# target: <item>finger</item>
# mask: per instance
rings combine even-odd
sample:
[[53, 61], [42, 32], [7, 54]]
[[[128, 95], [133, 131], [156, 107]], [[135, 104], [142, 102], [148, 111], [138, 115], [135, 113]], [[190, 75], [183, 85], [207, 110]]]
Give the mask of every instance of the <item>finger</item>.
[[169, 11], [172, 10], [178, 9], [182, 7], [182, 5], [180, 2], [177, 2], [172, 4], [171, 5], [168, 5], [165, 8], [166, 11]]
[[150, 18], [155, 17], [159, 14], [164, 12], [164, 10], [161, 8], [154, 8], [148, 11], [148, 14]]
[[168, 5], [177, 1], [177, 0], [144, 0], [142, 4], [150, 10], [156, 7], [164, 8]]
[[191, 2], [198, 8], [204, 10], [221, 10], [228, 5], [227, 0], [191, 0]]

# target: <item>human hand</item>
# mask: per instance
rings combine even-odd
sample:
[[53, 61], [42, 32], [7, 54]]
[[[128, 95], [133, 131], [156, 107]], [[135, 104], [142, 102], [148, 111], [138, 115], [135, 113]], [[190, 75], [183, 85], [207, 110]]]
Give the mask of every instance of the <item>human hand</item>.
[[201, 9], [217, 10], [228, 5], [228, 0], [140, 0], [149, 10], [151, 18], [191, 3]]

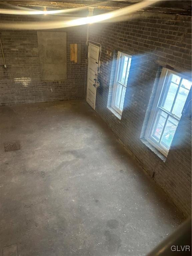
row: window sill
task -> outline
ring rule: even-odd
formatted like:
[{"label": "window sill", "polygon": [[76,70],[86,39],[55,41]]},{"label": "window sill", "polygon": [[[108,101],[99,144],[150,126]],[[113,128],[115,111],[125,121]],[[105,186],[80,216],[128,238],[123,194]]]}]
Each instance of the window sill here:
[{"label": "window sill", "polygon": [[141,141],[144,144],[145,146],[147,146],[147,147],[149,148],[151,151],[152,151],[155,155],[158,156],[162,161],[164,163],[166,161],[167,157],[163,155],[162,153],[160,152],[158,149],[151,144],[150,144],[149,142],[148,142],[147,140],[145,139],[140,139]]},{"label": "window sill", "polygon": [[107,108],[116,117],[117,117],[120,120],[121,119],[121,116],[116,112],[111,107],[107,107]]}]

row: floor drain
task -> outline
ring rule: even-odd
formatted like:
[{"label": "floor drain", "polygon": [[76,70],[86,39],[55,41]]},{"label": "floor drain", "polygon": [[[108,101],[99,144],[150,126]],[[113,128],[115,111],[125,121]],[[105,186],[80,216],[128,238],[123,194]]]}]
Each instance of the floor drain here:
[{"label": "floor drain", "polygon": [[14,140],[13,141],[4,142],[4,146],[5,152],[20,149],[19,142],[18,140]]}]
###
*WRITTEN REQUEST*. Shift every polygon vertex coordinate in the answers up by 148, and rewrite the part that opens with the line containing "row: floor drain" and runs through the end of the records, requests included, with only the answers changed.

*RESULT BELOW*.
row: floor drain
task -> outline
ring rule: even-odd
formatted like:
[{"label": "floor drain", "polygon": [[76,70],[86,39],[55,41]]},{"label": "floor drain", "polygon": [[[108,101],[99,144],[150,126]],[[113,128],[115,111],[125,121]],[[105,186],[80,216],[128,238],[123,194]]]}]
Each instance of the floor drain here:
[{"label": "floor drain", "polygon": [[162,288],[161,289],[152,290],[152,294],[153,300],[168,297],[167,290],[166,288]]}]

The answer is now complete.